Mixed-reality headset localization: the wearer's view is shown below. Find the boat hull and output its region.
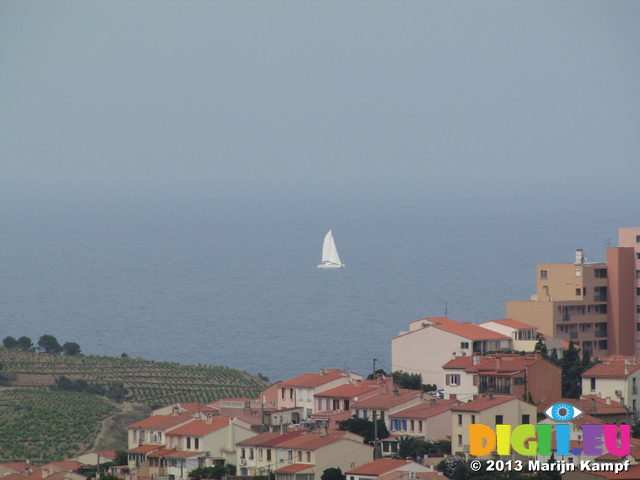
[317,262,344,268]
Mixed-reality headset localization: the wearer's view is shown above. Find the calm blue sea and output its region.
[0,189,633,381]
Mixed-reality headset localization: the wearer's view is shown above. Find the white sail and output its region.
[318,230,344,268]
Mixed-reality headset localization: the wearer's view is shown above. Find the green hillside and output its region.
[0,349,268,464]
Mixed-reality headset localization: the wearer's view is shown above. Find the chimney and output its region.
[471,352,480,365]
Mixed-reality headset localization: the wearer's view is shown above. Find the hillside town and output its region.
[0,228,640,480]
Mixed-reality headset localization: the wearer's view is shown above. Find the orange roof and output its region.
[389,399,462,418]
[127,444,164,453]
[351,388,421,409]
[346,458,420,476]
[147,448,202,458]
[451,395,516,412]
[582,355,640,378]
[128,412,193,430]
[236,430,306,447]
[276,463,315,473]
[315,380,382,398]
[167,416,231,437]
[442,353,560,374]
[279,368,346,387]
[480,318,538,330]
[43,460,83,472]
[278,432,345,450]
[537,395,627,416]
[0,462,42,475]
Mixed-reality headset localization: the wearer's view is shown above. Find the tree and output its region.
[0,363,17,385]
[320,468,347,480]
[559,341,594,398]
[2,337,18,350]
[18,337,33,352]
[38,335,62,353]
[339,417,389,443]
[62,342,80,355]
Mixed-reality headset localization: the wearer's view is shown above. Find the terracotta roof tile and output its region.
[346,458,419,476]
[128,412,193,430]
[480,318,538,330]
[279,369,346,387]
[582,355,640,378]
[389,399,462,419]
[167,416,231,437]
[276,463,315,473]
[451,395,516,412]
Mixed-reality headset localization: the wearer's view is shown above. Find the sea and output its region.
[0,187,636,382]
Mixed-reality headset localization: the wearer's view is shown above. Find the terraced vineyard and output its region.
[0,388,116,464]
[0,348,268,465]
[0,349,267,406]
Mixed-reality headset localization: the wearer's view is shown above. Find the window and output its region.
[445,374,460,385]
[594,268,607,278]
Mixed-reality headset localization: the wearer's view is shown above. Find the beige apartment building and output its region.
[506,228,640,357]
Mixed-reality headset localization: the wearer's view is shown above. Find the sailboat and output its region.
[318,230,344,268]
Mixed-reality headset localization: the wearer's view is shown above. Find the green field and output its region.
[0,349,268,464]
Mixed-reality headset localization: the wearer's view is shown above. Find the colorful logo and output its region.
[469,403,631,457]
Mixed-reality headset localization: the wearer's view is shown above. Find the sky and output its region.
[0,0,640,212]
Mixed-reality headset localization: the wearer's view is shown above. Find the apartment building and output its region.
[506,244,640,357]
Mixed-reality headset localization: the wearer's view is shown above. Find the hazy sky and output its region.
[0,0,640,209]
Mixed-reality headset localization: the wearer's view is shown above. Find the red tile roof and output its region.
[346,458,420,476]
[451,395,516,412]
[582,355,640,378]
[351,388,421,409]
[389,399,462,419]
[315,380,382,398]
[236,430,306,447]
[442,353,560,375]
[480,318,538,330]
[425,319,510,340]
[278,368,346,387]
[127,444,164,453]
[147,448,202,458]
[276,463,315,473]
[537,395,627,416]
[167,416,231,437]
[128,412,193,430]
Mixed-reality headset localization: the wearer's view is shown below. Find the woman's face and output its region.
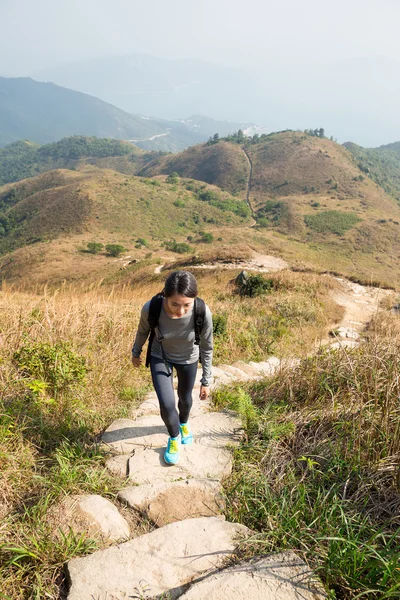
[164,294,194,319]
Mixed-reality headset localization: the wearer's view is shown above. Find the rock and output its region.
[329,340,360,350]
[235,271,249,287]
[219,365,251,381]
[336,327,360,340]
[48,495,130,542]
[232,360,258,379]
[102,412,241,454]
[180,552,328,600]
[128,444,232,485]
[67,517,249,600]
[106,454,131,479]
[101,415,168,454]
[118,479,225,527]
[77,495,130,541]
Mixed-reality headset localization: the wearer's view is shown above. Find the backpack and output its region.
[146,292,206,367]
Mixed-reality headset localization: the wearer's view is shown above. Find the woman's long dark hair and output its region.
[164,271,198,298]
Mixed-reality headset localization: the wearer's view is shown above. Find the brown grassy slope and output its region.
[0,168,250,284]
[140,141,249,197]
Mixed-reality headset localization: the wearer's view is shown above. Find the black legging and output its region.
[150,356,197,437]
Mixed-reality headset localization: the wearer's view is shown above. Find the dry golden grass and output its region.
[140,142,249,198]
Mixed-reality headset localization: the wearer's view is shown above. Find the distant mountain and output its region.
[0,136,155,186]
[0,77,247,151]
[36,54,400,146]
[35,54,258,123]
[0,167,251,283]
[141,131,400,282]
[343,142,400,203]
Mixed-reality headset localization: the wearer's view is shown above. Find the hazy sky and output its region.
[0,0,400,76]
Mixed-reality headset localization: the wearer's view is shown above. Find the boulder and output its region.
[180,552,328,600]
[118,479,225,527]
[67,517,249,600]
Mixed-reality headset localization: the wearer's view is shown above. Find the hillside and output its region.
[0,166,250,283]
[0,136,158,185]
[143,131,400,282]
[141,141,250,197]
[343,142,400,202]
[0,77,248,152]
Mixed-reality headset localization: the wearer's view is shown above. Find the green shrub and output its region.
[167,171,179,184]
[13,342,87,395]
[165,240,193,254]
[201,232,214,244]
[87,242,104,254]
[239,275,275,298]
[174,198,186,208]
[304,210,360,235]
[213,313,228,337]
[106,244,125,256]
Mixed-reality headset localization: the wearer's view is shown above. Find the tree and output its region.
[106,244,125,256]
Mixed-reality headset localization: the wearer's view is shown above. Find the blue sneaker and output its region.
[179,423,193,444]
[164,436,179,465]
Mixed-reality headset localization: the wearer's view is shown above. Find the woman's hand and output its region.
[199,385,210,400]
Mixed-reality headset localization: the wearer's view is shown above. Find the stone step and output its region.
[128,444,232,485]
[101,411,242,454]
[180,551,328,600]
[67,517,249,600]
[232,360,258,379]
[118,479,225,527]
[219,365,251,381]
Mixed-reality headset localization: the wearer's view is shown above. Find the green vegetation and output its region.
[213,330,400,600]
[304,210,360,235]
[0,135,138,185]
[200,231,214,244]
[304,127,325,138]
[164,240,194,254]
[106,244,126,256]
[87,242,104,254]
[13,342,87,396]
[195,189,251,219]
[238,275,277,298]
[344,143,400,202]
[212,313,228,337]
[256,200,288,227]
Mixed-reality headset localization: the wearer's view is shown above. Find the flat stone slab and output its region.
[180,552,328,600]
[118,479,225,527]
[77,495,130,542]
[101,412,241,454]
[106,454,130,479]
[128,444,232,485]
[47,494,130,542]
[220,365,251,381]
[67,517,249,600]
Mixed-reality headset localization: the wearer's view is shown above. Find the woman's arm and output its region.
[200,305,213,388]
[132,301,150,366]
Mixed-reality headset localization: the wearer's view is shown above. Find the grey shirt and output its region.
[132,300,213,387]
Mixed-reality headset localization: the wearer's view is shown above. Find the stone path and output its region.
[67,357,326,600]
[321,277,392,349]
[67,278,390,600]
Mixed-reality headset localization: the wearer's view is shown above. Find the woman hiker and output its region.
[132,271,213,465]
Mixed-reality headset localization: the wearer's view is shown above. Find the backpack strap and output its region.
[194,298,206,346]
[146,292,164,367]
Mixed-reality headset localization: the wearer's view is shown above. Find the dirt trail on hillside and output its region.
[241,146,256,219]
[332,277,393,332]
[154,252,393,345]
========================================================================
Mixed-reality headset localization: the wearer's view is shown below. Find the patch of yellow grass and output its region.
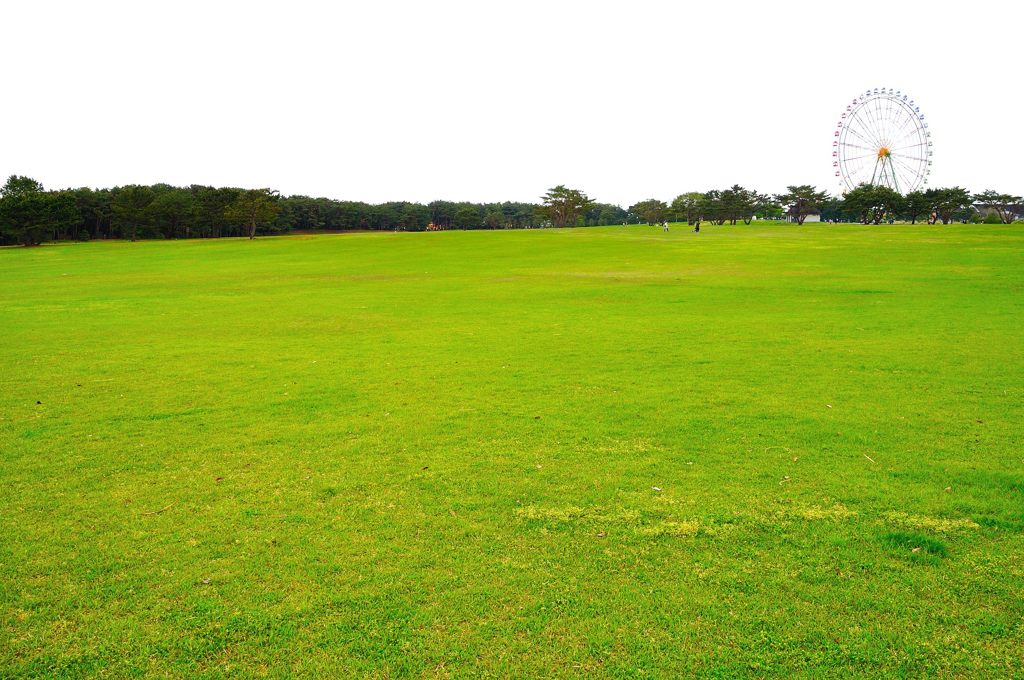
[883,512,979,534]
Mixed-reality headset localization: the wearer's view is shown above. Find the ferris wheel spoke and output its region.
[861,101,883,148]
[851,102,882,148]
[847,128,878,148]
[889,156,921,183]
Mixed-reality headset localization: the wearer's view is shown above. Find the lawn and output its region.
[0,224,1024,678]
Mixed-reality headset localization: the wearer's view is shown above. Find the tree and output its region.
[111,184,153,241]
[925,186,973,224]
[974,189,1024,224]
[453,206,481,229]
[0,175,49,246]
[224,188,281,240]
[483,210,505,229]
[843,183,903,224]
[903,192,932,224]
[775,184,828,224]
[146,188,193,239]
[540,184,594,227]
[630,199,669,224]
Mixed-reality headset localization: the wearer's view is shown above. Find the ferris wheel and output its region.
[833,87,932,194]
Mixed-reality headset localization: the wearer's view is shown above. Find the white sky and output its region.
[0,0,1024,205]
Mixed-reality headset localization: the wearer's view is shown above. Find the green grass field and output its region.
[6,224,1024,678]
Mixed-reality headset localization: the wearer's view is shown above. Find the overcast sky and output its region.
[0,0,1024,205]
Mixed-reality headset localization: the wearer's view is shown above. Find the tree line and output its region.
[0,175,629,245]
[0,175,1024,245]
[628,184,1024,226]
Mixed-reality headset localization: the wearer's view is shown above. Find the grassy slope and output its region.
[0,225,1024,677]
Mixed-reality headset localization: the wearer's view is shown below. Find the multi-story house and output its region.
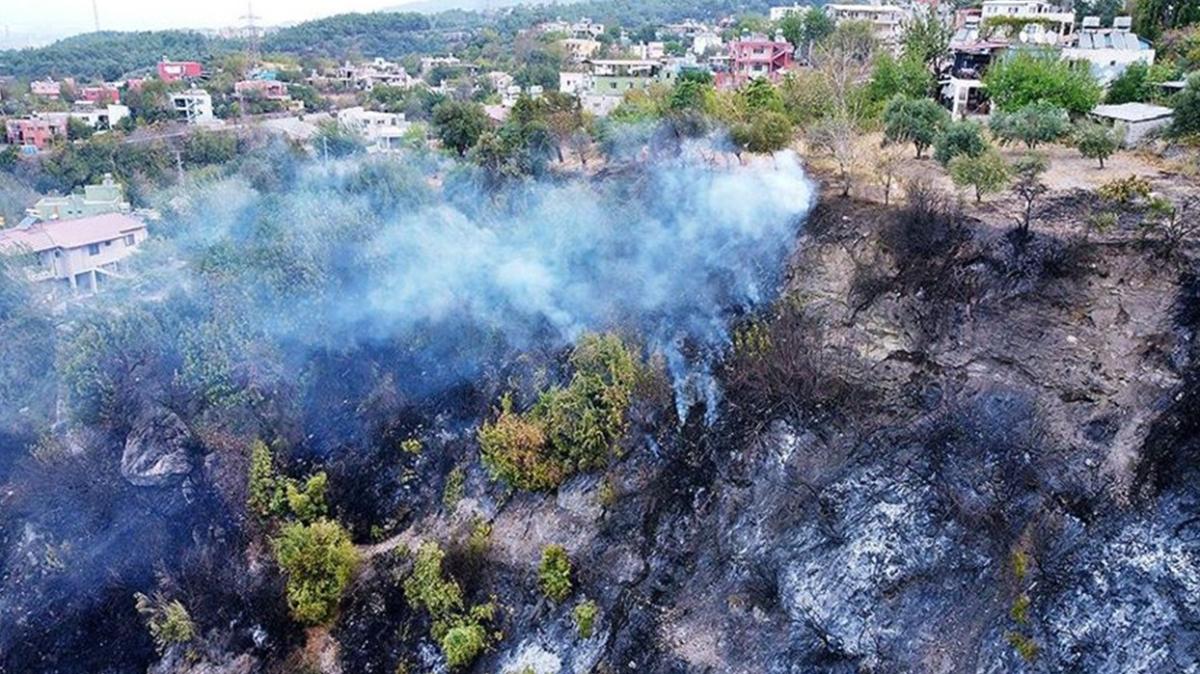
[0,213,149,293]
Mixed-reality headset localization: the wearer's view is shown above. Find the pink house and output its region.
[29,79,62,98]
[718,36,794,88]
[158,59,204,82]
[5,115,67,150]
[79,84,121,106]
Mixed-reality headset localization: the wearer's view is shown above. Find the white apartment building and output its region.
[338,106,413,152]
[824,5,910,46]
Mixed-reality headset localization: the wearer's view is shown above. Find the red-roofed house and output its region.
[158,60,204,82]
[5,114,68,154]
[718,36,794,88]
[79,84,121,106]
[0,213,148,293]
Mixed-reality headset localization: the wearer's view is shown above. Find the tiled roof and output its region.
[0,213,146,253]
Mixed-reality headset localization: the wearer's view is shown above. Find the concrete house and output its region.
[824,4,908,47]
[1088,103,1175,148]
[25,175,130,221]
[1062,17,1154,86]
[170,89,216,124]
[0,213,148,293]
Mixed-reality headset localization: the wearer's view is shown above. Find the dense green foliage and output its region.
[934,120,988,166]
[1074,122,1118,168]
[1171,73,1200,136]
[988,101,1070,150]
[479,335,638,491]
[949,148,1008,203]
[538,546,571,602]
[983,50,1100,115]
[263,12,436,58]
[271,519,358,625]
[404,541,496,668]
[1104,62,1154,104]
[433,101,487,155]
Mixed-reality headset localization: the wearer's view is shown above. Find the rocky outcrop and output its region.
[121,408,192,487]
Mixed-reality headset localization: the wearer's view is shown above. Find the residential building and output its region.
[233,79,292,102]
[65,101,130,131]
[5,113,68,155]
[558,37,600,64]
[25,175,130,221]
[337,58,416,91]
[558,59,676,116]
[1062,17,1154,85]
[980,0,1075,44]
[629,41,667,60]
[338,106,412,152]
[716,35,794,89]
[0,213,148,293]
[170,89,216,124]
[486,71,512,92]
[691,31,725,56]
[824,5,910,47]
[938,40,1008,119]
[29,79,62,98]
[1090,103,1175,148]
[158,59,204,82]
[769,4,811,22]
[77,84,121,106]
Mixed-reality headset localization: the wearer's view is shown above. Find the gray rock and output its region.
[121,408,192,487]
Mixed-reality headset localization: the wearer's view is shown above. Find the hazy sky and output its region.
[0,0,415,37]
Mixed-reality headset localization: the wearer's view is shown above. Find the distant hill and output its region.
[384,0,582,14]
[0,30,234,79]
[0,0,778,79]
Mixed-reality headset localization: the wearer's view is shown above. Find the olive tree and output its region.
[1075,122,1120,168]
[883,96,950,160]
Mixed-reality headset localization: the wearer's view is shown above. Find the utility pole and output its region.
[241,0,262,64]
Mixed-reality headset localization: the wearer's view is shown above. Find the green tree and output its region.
========================================================================
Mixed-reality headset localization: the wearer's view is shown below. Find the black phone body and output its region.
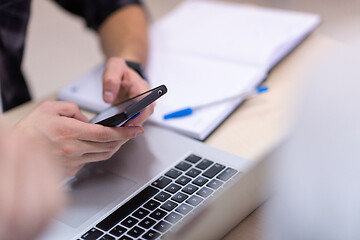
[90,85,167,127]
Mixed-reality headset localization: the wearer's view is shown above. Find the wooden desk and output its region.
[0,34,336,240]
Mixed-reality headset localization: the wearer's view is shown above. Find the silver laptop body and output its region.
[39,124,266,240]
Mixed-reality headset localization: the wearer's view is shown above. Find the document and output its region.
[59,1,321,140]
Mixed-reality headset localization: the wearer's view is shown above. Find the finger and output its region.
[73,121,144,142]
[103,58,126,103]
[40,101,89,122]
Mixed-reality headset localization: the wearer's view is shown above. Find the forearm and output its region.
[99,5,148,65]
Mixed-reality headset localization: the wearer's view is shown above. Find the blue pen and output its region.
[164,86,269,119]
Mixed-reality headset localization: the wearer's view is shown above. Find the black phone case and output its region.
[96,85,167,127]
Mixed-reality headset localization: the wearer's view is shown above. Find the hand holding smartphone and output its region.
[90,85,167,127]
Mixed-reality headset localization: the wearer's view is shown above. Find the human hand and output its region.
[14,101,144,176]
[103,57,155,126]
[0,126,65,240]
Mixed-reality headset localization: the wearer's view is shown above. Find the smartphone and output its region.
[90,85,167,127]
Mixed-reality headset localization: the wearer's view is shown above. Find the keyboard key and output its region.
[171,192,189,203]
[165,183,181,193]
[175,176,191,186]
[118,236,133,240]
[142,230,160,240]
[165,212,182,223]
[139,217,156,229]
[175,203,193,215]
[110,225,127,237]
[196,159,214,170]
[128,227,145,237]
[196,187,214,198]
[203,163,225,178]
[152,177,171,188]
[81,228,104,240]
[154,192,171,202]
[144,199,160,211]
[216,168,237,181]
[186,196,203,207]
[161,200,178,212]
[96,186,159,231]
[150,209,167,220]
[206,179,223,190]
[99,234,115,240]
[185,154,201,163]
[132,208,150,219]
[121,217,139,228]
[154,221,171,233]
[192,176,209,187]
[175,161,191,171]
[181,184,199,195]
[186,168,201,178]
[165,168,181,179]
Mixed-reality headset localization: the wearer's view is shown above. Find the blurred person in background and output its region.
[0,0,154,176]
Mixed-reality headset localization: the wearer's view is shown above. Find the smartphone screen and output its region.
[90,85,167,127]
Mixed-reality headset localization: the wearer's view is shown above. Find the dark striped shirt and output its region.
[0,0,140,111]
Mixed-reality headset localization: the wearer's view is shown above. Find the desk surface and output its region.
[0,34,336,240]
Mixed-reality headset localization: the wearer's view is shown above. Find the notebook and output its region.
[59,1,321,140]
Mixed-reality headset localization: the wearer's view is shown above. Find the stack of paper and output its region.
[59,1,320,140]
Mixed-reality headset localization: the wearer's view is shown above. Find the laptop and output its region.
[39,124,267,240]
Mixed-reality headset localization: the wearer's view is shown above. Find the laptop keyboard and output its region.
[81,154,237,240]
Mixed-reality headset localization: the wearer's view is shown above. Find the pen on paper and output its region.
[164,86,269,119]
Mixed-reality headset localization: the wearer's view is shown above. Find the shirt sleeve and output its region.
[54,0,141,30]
========================================================================
Written request »
Report each line from the records above that contains the word "green", copying every such line in full.

Result of this exercise »
Mixed-reality headset localization: the wearer's view is shown above. Find the green hillside and output its region.
Mixed-reality headset localization: the wearer's view is shown above. Find the green field and output its region.
Mixed-reality headset localization: the wearer's view is shown above. Find the green shrub and output its region.
Mixed-reality headset localization: the wearer's view is shown above. Find the green vegetation and output its region.
Mixed-reality headset localization: the wearer's view is shown above. Find the green grass field and output its region.
Mixed-reality headset localization: the wearer's view is shown above. Find the dense green foliage and output its region.
Mixed-reality headset localization: the wearer's view is shown above. Find the green tree and output its region.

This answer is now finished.